>> begin ROWS

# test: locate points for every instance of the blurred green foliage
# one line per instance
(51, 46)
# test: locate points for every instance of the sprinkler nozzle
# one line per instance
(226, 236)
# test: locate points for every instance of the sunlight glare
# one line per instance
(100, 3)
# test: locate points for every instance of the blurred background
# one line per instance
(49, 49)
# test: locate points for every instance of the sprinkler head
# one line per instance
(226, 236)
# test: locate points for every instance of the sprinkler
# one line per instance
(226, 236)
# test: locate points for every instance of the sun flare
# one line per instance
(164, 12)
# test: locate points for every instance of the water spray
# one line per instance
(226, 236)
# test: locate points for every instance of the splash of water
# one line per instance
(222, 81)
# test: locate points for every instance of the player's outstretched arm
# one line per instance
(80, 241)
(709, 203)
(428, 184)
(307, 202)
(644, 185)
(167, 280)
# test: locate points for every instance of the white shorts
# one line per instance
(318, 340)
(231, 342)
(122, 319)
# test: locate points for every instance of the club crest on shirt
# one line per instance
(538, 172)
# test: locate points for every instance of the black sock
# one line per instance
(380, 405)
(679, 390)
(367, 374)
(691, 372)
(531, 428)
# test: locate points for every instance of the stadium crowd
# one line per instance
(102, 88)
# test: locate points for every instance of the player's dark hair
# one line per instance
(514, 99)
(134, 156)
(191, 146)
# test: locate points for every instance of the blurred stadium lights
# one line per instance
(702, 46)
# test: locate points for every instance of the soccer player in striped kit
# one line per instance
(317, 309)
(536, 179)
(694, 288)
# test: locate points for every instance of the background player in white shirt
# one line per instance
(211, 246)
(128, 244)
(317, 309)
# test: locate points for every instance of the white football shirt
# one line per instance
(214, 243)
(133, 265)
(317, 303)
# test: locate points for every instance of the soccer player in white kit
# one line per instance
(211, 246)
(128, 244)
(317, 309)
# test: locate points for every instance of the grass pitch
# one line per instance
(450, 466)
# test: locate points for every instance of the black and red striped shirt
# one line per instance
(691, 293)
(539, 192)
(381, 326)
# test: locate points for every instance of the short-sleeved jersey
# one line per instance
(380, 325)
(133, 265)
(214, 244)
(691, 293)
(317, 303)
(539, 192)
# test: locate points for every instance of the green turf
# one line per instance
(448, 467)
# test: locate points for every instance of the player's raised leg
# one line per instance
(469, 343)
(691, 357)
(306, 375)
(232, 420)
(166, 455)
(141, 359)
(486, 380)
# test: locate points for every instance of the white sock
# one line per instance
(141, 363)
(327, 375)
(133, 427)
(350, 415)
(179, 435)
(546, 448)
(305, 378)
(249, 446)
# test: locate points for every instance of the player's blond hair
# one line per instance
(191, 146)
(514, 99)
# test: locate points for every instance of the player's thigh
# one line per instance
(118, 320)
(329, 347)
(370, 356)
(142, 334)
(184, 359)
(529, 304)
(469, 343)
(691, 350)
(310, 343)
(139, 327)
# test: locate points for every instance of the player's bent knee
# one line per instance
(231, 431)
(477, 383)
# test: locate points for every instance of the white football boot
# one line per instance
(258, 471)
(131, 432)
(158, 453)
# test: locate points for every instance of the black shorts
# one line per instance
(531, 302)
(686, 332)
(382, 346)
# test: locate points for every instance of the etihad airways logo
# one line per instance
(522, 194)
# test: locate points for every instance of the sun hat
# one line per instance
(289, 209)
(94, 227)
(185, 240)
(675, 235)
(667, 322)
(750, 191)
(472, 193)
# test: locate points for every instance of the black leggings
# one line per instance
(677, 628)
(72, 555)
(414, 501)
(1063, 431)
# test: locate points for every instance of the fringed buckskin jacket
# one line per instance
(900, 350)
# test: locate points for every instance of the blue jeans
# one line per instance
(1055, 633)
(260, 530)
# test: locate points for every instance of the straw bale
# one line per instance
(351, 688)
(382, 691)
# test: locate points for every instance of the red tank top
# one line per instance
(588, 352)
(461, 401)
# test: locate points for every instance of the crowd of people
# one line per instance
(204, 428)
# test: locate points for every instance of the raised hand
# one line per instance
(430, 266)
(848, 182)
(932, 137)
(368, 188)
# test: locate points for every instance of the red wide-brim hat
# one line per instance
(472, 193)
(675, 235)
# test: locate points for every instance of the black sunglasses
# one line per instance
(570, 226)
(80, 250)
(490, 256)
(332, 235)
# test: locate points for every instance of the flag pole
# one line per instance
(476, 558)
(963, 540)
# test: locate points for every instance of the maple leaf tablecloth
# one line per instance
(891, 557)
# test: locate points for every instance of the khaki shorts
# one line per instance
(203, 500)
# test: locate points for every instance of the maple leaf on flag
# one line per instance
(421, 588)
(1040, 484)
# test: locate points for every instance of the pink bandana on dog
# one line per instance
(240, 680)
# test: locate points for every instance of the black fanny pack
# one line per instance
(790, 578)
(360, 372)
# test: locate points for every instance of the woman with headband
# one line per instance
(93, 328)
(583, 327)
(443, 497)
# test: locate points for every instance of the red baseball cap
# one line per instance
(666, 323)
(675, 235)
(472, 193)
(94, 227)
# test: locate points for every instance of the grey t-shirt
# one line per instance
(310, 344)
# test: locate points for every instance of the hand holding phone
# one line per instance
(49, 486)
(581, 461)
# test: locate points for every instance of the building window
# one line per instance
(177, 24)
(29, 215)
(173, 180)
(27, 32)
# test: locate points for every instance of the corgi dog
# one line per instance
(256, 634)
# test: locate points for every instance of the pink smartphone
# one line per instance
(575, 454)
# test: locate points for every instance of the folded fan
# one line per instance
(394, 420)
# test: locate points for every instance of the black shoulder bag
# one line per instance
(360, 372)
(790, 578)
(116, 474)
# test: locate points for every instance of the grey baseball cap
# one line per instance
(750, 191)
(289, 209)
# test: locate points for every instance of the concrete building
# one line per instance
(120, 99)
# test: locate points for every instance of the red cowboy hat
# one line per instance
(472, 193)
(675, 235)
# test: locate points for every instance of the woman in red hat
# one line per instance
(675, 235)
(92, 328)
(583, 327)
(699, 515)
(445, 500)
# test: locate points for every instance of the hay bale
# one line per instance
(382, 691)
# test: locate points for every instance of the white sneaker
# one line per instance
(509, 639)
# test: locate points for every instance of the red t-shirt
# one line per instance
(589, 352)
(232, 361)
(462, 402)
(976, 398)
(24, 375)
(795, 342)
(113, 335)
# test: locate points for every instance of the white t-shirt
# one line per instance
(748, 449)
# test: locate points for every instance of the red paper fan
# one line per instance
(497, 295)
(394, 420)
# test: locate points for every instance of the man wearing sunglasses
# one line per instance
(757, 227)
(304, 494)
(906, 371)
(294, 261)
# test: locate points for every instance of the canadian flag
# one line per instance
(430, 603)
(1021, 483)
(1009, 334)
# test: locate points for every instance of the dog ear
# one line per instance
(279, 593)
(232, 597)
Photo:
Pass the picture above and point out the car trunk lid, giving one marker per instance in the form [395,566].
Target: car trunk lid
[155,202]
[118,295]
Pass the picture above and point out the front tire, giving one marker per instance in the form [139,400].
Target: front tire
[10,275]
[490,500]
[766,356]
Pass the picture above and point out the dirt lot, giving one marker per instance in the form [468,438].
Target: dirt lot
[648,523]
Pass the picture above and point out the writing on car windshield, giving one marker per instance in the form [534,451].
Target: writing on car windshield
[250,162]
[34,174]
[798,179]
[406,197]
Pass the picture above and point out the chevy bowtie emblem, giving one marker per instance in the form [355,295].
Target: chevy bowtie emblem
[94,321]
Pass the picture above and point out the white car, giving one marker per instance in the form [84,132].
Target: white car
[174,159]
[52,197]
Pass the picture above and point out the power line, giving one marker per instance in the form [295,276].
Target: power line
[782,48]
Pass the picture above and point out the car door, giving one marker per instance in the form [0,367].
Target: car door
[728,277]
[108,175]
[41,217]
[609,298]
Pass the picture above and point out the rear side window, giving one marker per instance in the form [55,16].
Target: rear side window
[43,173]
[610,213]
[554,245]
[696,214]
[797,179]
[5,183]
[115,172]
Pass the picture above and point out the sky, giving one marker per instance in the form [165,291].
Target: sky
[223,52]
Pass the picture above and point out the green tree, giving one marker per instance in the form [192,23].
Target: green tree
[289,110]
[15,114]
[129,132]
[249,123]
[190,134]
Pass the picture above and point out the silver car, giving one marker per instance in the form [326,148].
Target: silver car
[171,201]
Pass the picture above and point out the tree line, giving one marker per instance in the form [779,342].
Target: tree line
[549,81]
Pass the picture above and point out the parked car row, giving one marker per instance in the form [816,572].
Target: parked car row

>> end ROWS

__YOUR GOAL__: Rewrite the lines from the one containing "Pass the picture above and point out the front" through the end of the listing, replacing "marker" with "point" wherever it occurs and leaving everything else unchanged.

__EXERCISE RESPONSE__:
Pass the picture above and point out the front tire, giving one point per instance in the form [139,400].
Target: front tire
[10,275]
[490,500]
[766,356]
Pass the picture above and point out the dirt lot, giving one point per instance in the form [468,438].
Target: dirt lot
[648,523]
Pass the picture above and point out the writing on car windshield, giving one point per instance in the form [534,451].
Target: writing on car windshield
[250,162]
[34,174]
[798,179]
[406,197]
Pass the picture above and point out the chevy bowtie emblem, giving one point per instance in the form [355,295].
Target: chevy bowtie emblem
[94,321]
Pass the picture above and point out the white car, giving one point per instance in the form [84,132].
Target: white car
[174,159]
[52,197]
Pass the picture above and point out the power line, giving one point per instance in the form [295,276].
Target: power line
[782,48]
Pass the picture above and point out the car door, giving one point per instance in the form [0,367].
Target: car door
[728,277]
[108,175]
[41,217]
[609,298]
Pass the picture above and point out the rear side window, giving one point per instance in the form [55,16].
Target: rear side window
[43,173]
[610,213]
[554,245]
[696,214]
[797,179]
[5,183]
[115,172]
Pass the picture above and point out the sky, giving one point per instance in the form [165,291].
Target: sky
[223,52]
Pass the picture above and point out the green tree, giving one point per instance in the form [192,23].
Target: green tree
[289,110]
[15,114]
[129,132]
[249,123]
[190,134]
Pass the picture above and point out the silver car, giving one point per instance in the form [326,148].
Target: silver car
[171,201]
Pass the picture above and point out the tree line, giving one point per instance in the form [779,342].
Target: tree line
[549,81]
Pass the picture above and point out the parked car row, giving one point per instance in the form [816,572].
Target: parked car row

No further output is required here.